== INSTRUCTION ==
Write out the full set of records below exactly.

== AVAILABLE DATA ==
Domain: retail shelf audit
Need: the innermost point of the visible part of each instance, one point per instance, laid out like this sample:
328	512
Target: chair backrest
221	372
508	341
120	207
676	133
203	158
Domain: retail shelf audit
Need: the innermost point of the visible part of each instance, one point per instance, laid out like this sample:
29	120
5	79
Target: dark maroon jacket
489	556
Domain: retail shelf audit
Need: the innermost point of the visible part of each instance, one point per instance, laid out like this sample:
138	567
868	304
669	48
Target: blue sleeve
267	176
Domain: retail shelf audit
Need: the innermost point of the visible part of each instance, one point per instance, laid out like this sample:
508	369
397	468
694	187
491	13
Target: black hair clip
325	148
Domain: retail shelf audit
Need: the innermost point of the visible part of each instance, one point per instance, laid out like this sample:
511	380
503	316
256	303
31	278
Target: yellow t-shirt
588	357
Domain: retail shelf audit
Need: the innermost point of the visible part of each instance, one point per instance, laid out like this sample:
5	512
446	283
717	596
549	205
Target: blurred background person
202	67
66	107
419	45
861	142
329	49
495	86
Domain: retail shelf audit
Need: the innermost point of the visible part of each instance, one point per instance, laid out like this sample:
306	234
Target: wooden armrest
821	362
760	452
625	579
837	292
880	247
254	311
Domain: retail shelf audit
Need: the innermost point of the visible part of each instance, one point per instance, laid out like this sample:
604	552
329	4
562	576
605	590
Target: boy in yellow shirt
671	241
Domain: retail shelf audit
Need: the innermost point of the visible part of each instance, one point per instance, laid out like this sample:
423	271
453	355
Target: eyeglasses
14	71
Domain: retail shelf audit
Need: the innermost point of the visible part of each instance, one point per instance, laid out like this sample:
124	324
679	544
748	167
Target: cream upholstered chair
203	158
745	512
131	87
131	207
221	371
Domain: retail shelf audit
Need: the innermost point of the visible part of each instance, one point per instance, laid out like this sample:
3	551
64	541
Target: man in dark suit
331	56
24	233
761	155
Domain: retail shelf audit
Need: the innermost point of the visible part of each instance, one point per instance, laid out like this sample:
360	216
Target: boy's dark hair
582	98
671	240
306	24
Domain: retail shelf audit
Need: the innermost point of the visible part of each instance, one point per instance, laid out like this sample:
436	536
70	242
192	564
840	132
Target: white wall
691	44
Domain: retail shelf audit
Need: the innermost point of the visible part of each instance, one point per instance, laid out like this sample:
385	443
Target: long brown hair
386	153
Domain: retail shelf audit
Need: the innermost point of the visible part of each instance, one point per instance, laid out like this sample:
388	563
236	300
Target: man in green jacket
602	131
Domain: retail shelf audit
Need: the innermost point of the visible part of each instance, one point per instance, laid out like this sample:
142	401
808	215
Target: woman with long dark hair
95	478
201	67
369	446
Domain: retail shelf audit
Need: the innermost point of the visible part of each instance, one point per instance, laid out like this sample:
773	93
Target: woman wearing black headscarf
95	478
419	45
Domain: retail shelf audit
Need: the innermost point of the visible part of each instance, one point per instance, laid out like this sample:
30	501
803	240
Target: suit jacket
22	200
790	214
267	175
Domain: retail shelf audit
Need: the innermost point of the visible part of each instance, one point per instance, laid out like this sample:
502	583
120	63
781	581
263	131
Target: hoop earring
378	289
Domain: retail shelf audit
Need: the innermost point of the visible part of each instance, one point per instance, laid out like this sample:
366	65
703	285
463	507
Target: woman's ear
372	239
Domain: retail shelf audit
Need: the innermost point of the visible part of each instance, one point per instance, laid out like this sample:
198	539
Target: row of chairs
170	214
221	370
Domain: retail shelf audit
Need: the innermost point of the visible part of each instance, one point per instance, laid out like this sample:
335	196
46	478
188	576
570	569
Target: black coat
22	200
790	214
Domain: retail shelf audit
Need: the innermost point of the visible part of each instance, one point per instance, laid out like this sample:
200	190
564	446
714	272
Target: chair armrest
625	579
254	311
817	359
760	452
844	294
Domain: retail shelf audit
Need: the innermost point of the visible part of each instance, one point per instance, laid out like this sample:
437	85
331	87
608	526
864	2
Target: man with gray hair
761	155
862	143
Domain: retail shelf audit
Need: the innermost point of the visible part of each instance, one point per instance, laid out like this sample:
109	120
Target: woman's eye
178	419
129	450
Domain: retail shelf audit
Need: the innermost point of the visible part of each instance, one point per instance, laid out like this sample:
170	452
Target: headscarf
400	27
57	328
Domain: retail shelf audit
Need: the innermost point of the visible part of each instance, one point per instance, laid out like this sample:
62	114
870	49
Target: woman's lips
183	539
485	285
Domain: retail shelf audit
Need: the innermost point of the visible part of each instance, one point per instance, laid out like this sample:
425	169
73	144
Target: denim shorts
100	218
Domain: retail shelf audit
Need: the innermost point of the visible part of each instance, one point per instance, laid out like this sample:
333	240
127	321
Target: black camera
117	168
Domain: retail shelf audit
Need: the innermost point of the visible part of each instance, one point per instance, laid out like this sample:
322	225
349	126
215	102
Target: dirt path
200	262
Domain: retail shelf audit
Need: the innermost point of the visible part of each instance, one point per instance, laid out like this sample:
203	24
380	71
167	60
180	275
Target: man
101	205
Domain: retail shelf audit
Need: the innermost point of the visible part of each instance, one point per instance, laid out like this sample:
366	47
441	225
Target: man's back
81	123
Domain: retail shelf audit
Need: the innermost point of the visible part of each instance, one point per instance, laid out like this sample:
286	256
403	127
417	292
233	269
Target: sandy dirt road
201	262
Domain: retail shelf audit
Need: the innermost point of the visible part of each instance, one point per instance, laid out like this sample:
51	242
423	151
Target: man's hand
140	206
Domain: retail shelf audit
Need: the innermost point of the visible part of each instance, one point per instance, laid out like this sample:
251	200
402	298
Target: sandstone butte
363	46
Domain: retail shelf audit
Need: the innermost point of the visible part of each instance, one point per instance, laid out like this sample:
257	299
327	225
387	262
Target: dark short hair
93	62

== PROBLEM SOLUTION ==
Domain: retail shelf audit
Need: the innermost point of the visible part of each instance, one point per instance, laid out like this sample:
328	512
Target: chair backrest
221	372
508	341
120	207
676	133
203	158
Domain: retail shelf audit
Need: the innermost point of the visible part of each instance, one point per instance, laid out like this sample:
29	120
5	79
Target: dark maroon jacket
489	556
Domain: retail shelf audit
Need: the innermost point of the visible part of each instance, one point per instance, laid out like this sample:
138	567
868	304
669	48
Target: blue sleeve
267	176
Domain: retail shelf audit
Need: the innermost point of the visible part of each instance, one point per instance, laid out like this sample:
508	369
397	468
694	187
491	13
Target: black hair clip
325	148
Domain: retail shelf audit
Need: the innermost point of the visible part of each instance, one point per instance, laid out like this sample:
511	380
503	316
256	303
31	278
Target: yellow t-shirt
588	357
Domain: retail shelf audit
Need: the innermost point of the visible part of each instance, one point per instance, laid out like this sample:
5	512
446	283
717	596
549	205
Target: blurred background person
202	67
66	107
419	45
861	142
329	49
495	86
Domain: retail shelf audit
Need: the innermost point of the visible part of each instance, one point per instance, laid out like this sample:
306	234
Target: wooden armrest
821	362
760	452
625	579
837	292
880	247
254	311
Domain: retail shelf audit
Need: the innermost point of the visible part of each instance, one point per instance, laid out like this sample:
604	552
329	4
562	576
605	590
Target: boy in yellow shirt
671	241
Domain: retail shelf audit
Need: the innermost point of the visible part of each instance, one point per instance, laid out like this sample:
423	271
453	355
Target: eyeglasses
14	71
Domain: retail shelf audit
Need: the innermost point of the visible part of each instance, one point per instance, laid out like this sample:
124	324
679	544
748	167
Target: cream upholstered chair
203	158
745	512
131	87
131	207
221	371
Domain: retail shelf audit
Need: the innermost point of the visible part of each instance, one point per instance, laid out like this sample:
3	551
64	541
Target: man in dark suit
331	56
24	233
761	155
Domain: retail shelf audit
Need: the innermost point of the visible part of each instance, one point per instance, laid out like this sample:
360	216
Target: boy's dark hair
582	98
671	240
306	24
Domain: retail shelf audit
Need: the innermost point of the visible part of each instance, one point per instance, laid out like this sample:
436	536
70	242
192	564
840	132
Target: white wall
691	44
Domain: retail shelf audit
Need: the innermost point of the visible part of each instance, one point per instance, laid out like this sample:
385	443
Target: long brown hair
386	153
Domain: retail shelf audit
Need: the innermost point of the visible part of each instance, one point per instance, laid out like this sample:
388	563
236	300
Target: man in green jacket
602	131
Domain: retail shelf audit
Need: the innermost point of the visible part of each instance, one point per instance, laid out like this sample:
142	401
808	215
Target: woman with long dark hair
95	478
201	67
369	446
Domain: retail shelf audit
Need: the innermost point of the visible part of each instance, one point per instance, laid out like this sample:
773	93
Target: woman wearing black headscarf
95	478
419	45
Domain: retail shelf audit
Need: the innermost point of the visible part of each instance, one point per instance, laid out like this sample:
30	501
803	240
Target: suit jacket
22	200
790	214
267	175
Domain: retail shelf audit
Need: the innermost point of the visible part of each instance, one point per instance, laid out like this sample:
502	583
120	63
781	581
263	131
Target: hoop earring
378	289
Domain: retail shelf audit
Need: the innermost point of the visible part of each instance, one point per instance, laid out like this sample:
366	65
703	285
463	507
Target: woman's ear
372	239
Domain: retail shelf audit
Need: the innermost point of the visible part of each instance, one point per instance, laid out like this sample:
198	539
Target: row of chairs
170	214
221	370
Domain: retail shelf audit
Need: the innermost point of the visible part of each instance, one point per instance, laid out like this sample:
335	196
46	478
188	576
570	569
Target: black coat
22	200
790	214
Domain: retail shelf audit
Need: the innermost point of the visible part of each instance, one point per instance, laid out like this sample:
200	190
564	446
714	272
Target: chair armrest
625	579
254	311
817	359
760	452
844	294
Domain: retail shelf audit
Need: the innermost point of the visible part of each instance, one point per instance, laid out like this sample:
437	85
331	87
608	526
864	2
Target: man with gray hair
761	155
862	143
Domain: retail shelf audit
Need: the innermost point of the visible part of each instance, one point per instance, laid out like this sample:
109	120
Target: woman's eye
178	419
129	450
Domain: retail shelf audit
Need: the innermost point of the visible part of each instance, one point per instance, laid out like this sample:
170	452
Target: headscarf
400	27
57	328
Domain: retail shelf audit
Need: the innermost point of the visible part of each instance, one point per instance, laid out like this sample:
62	114
870	49
Target: woman's lips
183	539
485	285
Domain: retail shelf audit
Need: the innermost point of the visible part of each instance, one point per instance, laid out like this sample:
425	169
73	144
Target: denim shorts
100	218
Domain: retail shelf audit
Need: the innermost point of the visible part of each instance, one point per instance, laid out like this sample:
333	240
127	321
Target: black camera
117	168
Domain: retail shelf audit
Need: the innermost point of the visible part of each instance, one point per instance, laid out like this sample:
322	225
349	126
215	102
Target: dirt path
200	262
Domain: retail shelf audit
Need: the innermost point of the visible part of each instance, one point per instance, laid out like this sample:
203	24
380	71
167	60
180	275
Target: man
101	205
Domain: retail shelf audit
Need: the innermost point of the visible part of each instance, one point per instance, laid out like this sample:
366	47
441	225
Target: man's back
81	123
Domain: retail shelf audit
Need: the innermost point of the visible part of each instance, one point per instance, laid out like this sample:
286	256
403	127
417	292
233	269
Target: sandy dirt road
201	262
Domain: retail shelf audit
Need: the innermost point of the visible part of each instance, one point per instance, laid out like this sample:
51	242
423	151
Target: man's hand
140	206
Domain: retail shelf audit
Need: the innermost point of the visible part of each instance, one point per instance, laid out like this sample:
251	200
402	298
Target: sandstone butte
363	46
Domain: retail shelf audit
Need: the innermost point of the visible part of each instance, one point per instance, laid out like this sample:
257	299
327	225
387	262
Target: dark short hair
93	62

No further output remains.